Brano di testo >>
※

A sinistra ancora girano con Alessandro Zan e i cartelli contro “Dio, patria e famiglia”. Sentivo Elly Schlein intervistata da Formigli ieri sera a La7 ed era percepibile la totale inconsistenza, sembrava una passata di lì per caso tra una seduta dall’armocromista e una leggiucchiata sommaria di M di Scurati. Scelsi ad un certo punto della mia vita, quando si sfaldarono i grandi partiti cattolici in cui avevo militato (Dc e Ppi), di stare a sinistra perché la forza evocativa della sinistra era l’idea di migliorare le condizioni di vita di chi stava peggio, degli ultimi e dei penultimi. Mi candidai al Parlamento con quel Pd che prese il 38%, perché la proposta al Paese era chiara. Poi fu tradita, io lo lasciai e come me lo fecero molti milioni di italiani, non mi meraviglio che oggi la Schlein consideri un grande successo raggiungere la metà di quella percentuale. Manca del tutto la proposta. E lei non è assolutamente credibile come capo.

Lo è di più Giorgia Meloni, ma il dubbio che Fratelli D’Italia passa fare la fine che fecero tutte le forze che negli ultimi 15 anni hanno superato il 30% dei voti (PDL di Berlusconi, Pd di Renzi, M5S di Di Maio, Lega di Salvini) è più che legittimo. A queste elezioni europee il mio consiglio è di votare il progetto Libertà perché, nel piccolo, propone il percorso che secondo me serve al Paese. Unire le forze, ridurre tante sigle ad un solo soggetto, federare in nome di valori forti e di un progetto che usa parole chiare: pace, autonomia, sussidiarietà, rifiuto dei diktat sovranazionali che ledono gli interessi di famiglie e imprese italiane.

Credo che tutto ciò che non è di sinistra, nel medio termine, debba percorrere la strada indicata da Libertà: un grande contenitore popolare e valoriale, in cui ognuno con la sua identità possa sentirsi a casa nella difesa dell’interesse nazionale. Credo che solo questo traguardo chiuderà la lunga stagione di transizione politica che in questo XXI secolo ha portato gli italiani già ad affidarsi a cinque diverse leadership per cercarne una buona. Meloni rischia di compiere lo stesso errore di Renzi: stravincerà le europee e allora proverà la forzatura costituzionale sul premierato. Finirà per perdere il relativo referendum e con esso perderà tutto. E allora si ricorderà di un Salvini che nell’infinito gioco dell’oca della politica italiana è tornato alle percentuali di Bossi, ma senza la chiarezza del senatur, che almeno non doveva rincorrere i Vannacci e i Patriciello per tappare le falle di una barca che affonda perché ha perso la rotta.

※

(Elementi di dati)
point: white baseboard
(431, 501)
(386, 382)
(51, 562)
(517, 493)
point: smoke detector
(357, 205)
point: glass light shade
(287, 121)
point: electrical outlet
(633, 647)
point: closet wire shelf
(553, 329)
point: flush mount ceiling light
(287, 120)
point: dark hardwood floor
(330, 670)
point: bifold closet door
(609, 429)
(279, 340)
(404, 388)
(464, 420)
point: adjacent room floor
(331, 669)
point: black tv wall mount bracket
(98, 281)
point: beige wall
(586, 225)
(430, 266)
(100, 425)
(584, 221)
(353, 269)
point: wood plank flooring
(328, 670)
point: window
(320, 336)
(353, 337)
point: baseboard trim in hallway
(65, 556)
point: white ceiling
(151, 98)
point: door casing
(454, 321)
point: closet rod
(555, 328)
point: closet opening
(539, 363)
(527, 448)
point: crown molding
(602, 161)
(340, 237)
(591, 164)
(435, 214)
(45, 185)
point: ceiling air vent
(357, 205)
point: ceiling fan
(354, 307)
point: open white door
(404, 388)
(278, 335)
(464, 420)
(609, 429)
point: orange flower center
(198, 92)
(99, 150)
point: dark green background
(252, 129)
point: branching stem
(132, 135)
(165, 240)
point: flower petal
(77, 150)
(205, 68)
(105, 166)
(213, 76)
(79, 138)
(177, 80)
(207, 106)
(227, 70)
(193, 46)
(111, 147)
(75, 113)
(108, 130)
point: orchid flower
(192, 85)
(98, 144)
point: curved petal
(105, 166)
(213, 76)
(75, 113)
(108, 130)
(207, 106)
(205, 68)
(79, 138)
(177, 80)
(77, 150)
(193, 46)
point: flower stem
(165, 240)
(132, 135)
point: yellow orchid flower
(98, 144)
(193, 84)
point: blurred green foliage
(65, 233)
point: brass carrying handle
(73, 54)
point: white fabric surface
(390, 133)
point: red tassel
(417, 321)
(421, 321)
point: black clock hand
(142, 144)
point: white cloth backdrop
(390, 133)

※

Elenco attività >>
**1)** Riporta in formato CSV a due colonne, «input» e «output», i record dalla riga che contiene "point: branching stem" fino alla fine dei record, estremi inclusi. Ogni riga deve contenere il testo di un record e la relativa risposta, ciascuno in un unico campo tra virgolette, con gli a capo sostituiti da spazi.
**2)** Prosegui il testo sulla politica italiana dal punto in cui si interrompe.

Elenco risposte >>
**1)**
input,output
"point: branching stem","(132, 135) (165, 240)"
"point: flower petal","(77, 150) (205, 68) (105, 166) (213, 76) (79, 138) (177, 80) (207, 106) (227, 70) (193, 46) (111, 147) (75, 113) (108, 130)"
"point: orchid flower","(192, 85) (98, 144)"
"point: curved petal","(105, 166) (213, 76) (75, 113) (108, 130) (207, 106) (205, 68) (79, 138) (177, 80) (77, 150) (193, 46)"
"point: flower stem","(165, 240) (132, 135)"
"point: yellow orchid flower","(98, 144) (193, 84)"
"point: blurred green foliage","(65, 233)"
"point: brass carrying handle","(73, 54)"
"point: white fabric surface","(390, 133)"
"point: red tassel","(417, 321) (421, 321)"
"point: black clock hand","(142, 144)"
"point: white cloth backdrop","(390, 133)"

**2)**
Se in quindici anni l’Italia ha misurato cinque leader da 30% o più, tutti diversi, vuol dire l’Italia è a caccia della sua nuova Dc, che non a caso durò al potere più di mezzo secolo tenendo insieme le istanze più diverse ma con un comune orizzonte valoriale. Sfottono il progetto Libertà perché assomma troppi simboli al suo interno, ma vi assicuro che le correnti democristiane erano di più. Dopo le europee si assuma il progetto Libertà come modello, a me piace anche il nome, si costruisca una grande e definitiva casa comune di forze nazionali alternative alla sinistra, sul modello dei repubblicani americani più che dei conservatori inglesi. Solo così finalmente l’inutile gioco dell’oca delle leadership che brillano per una stagione sola finalmente finirà.

Teniamo per una prima fase tutti le nostre organizzazioni, così nessuna avrà paura di perdere il proprio ruolo e il proprio peso, usiamo i voti delle europee per stabilire le proporzioni dei rapporti di forza, poi progressivamente verrà naturale organizzare un processo di unificazione reale e di costruzione sostanziale della casa comune. Può essere uno straordinario progetto che incontrerebbe davvero l’interesse degli italiani stabilizzandone il consenso per un partito guida e una vera leadership da eleggere democraticamente. Sarebbe una entusiasmante nuova stagione di cui la politica italiana ha bisogno, per offrire finalmente un approdo a troppe navigazioni arzigogolate e bislacche. Occorre una semplificazione nella chiarezza.